EXCERPTED TEXT.
-*-*-

Retired Police Dog Gets New Wheels
May 7, 2020
Vinnie served his community as part of Dorset Police from September 2013 alongside his handler, PC Brendan Trent, playing a vital role in keeping peace and order on the streets of Dorset. Often just the sight of Vinnie, a German shepherd dog weighing an imposing 40 kilos, was enough to defuse potentially violent situations before they escalated, but unfortunately a medical condition forced him to retire in September 2018 after five, hard-working years on the force.
Earlier that year, after noticing some loss of coordination in Vinnie’s hind legs, PC Trent had him examined by veterinarians who suspected the presence of Degenerative Myelopathy, a progressive disease of the spinal cord that leads to total paralysis of the hind limbs. Sadly, this signalled the end of Vinnie’s time as a police dog.

-*-*-

BRIEF.
Rewrite the retired police dog text from "Retired Police Dog" to "a police dog.", replacing "hind" with "rear".

EXCERPTED DATA.

-*-*-

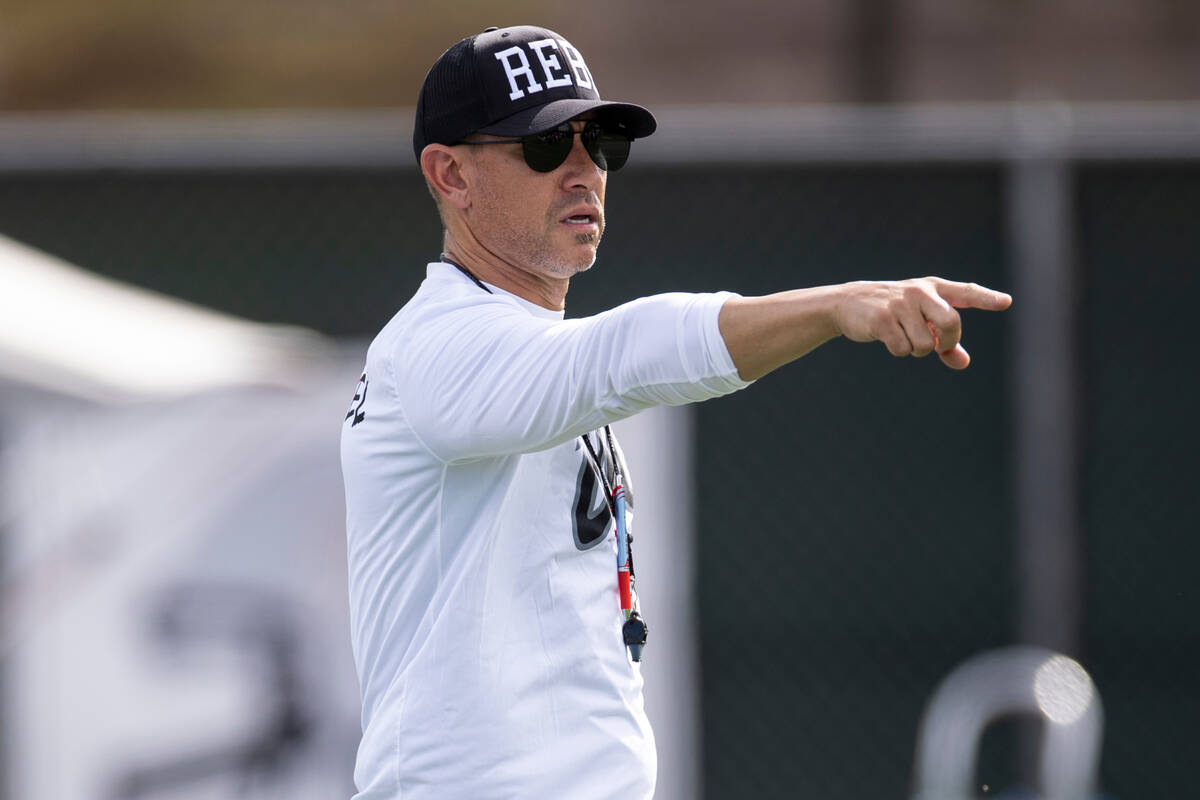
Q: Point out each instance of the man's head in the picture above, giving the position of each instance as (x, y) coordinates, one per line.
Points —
(534, 196)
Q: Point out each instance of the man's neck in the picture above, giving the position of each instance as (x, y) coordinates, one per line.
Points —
(541, 290)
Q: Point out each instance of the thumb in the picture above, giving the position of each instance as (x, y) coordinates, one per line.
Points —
(955, 358)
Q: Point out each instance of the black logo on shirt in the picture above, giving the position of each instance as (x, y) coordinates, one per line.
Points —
(360, 397)
(592, 519)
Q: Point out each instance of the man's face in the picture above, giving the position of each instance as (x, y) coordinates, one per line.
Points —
(549, 223)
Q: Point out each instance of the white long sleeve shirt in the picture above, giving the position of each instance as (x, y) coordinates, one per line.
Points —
(485, 618)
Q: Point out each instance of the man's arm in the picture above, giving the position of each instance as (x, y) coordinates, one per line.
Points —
(915, 317)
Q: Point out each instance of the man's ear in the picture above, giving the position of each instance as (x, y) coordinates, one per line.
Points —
(443, 169)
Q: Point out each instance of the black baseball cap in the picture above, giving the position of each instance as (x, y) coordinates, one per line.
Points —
(513, 82)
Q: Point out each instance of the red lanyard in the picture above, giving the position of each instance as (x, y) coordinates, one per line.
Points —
(634, 630)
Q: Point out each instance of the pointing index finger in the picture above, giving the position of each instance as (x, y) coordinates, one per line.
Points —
(972, 295)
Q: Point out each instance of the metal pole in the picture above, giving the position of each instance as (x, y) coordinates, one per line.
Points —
(1047, 397)
(1047, 371)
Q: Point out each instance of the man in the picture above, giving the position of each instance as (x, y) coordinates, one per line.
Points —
(495, 627)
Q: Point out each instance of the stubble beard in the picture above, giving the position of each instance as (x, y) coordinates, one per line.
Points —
(544, 258)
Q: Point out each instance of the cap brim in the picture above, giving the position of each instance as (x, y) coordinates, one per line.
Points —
(639, 121)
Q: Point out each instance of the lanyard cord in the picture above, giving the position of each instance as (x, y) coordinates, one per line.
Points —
(467, 272)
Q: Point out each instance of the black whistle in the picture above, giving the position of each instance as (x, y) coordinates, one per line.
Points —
(634, 632)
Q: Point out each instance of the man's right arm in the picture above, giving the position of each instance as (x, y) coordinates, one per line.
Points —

-*-*-

RESPONSE TO THE TASK.
Retired Police Dog Gets New Wheels
May 7, 2020
Vinnie served his community as part of Dorset Police from September 2013 alongside his handler, PC Brendan Trent, playing a vital role in keeping peace and order on the streets of Dorset. Often just the sight of Vinnie, a German shepherd dog weighing an imposing 40 kilos, was enough to defuse potentially violent situations before they escalated, but unfortunately a medical condition forced him to retire in September 2018 after five, hard-working years on the force.
Earlier that year, after noticing some loss of coordination in Vinnie’s rear legs, PC Trent had him examined by veterinarians who suspected the presence of Degenerative Myelopathy, a progressive disease of the spinal cord that leads to total paralysis of the rear limbs. Sadly, this signalled the end of Vinnie’s time as a police dog.